■ **ЦИТИРУЕМЫЙ ОТРЫВОК**
--------------------------------------------------
Использует мистифицирование Сапгир и в некоторых своих стихотворных переложениях. Так, цикл «Салам, Хайям» на первый взгляд может показаться еще одним переводом так любимых в России рубаи персидского поэта. Чтобы еще более усилить иллюзию переводности, поэт нумерует собранные в цикл девять четверостиший, как это принято в серьезных изданиях миниатюр Хайяма начиная с «Рубаята» Э. Фицджеральда; при этом четверостишия Сапгира имеют номера 3, 30, 33, 42, 62, 173, 193, 207, 286, что наводит на мысль о выборочном использовании какого-то академического свода оригинальных текстов – мы знаем, что, с учетом приписываемых Хайяму, их насчитывается несколько сот (например, в издании нашей «Библиотеки поэта» – 817), так что нумерация, данная Сапгиром, выглядит вполне правдоподобно. Наконец, в замыкающим цикл ненумерованном десятом четверостишии появляется имя Хайяма (тахаллус), что тоже является характерной чертой персидской поэтической традиции (а также, как мы видели, некоторых стихотворений Сапгира).
Однако на этом сходство и завершается, дальше идут различия. Во-первых, только два четверостишия цикла зарифмованы по традиционной для рубаи схеме ААВА; остальные рифмуются по другим, более привычным для русской и европейской традиции шаблонам. Во-вторых, уже упомянутое последнее четверостишие представляет собой демонстративный диалог с Хайямом (как в случае с пушкинскими «открытиями»!), причем со ссылкой на авторитетное мнение:
(по свидетельству Низами Арузи, XII век)
«Для могилы моей я такое место найду,
Где цветы осыпаются с веток дважды в году».
Как сказал Хайам, так и произошло:
У садовой стены от цветов светло.
Вот цитата из источника, на который, скорее всего, ссылается Сапгир: «Во время пиршества я услышал, как Доказательство Истины Омар сказал: «Могила моя будет расположена в таком месте, где каждую весну ветерок будет осыпать меня цветами». Меня эти слова удивили, но я знал, что такой человек не станет говорить пустых слов. Когда в году пятьсот тридцатом [1135/36] я приехал в Нишапур, прошло уже четыре года, с тех пор как тот великий закрыл лицо [свое] покрывалом земли и низкий мир осиротел без него. …В пятницу я пошел поклониться его [праху] …и у подножия стены, огораживающей сад, увидел его могилу. Грушевые и абрикосовые деревья свесились из этого сада и, распростерши над могилой цветущие ветви, всю могилу его скрыли под цветами. И мне пришли на память те слова, что я слышал от него в Балхе, и я разрыдался, ибо на всей поверхности земли и в странах Обитаемой четверти я не увидел бы для него более подходящего места». Как видим, Сапгир намеренно изменяет текст источника, тем самым усиливая мысль персидского мемуариста, по сути дела, и тут мистифицируя современного читателя.
--------------------------------------------------
■ **ИСХОДНЫЕ ДАННЫЕ**

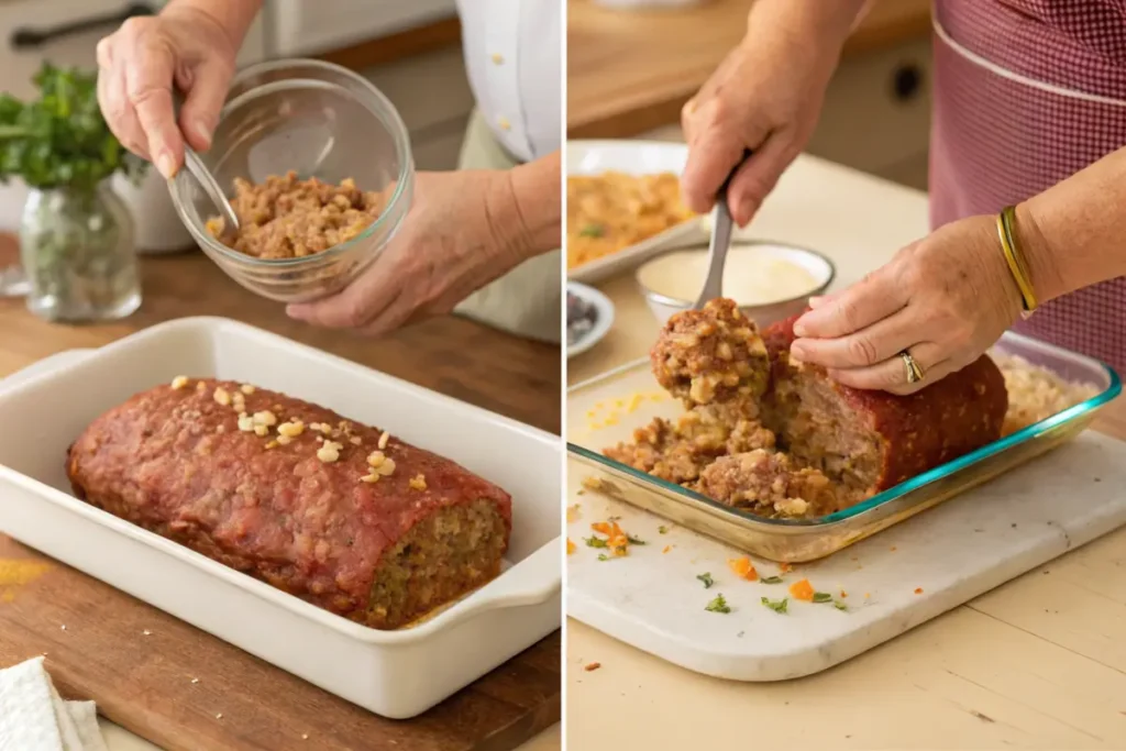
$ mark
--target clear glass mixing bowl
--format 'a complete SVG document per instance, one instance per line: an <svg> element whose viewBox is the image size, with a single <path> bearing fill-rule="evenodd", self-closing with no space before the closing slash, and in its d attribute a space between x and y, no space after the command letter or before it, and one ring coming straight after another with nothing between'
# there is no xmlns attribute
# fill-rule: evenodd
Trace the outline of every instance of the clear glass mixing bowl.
--------------------------------------------------
■ **ЧТО СДЕЛАТЬ**
1) Выведите, пожалуйста, без изменений всё, что в отрывке о цикле Сапгира идёт от слов «Однако на этом» и ниже вплоть до слов «Арузи, XII век)».
2) Сколько четверостиший цикла «Салам, Хайям» зарифмованы по традиционной для рубаи схеме ААВА, согласно отрывку о цикле Сапгира?

■ **ОТВЕТЫ К ЗАДАНИЯМ**
1)
Однако на этом сходство и завершается, дальше идут различия. Во-первых, только два четверостишия цикла зарифмованы по традиционной для рубаи схеме ААВА; остальные рифмуются по другим, более привычным для русской и европейской традиции шаблонам. Во-вторых, уже упомянутое последнее четверостишие представляет собой демонстративный диалог с Хайямом (как в случае с пушкинскими «открытиями»!), причем со ссылкой на авторитетное мнение:
(по свидетельству Низами Арузи, XII век)

2) Только два четверостишия.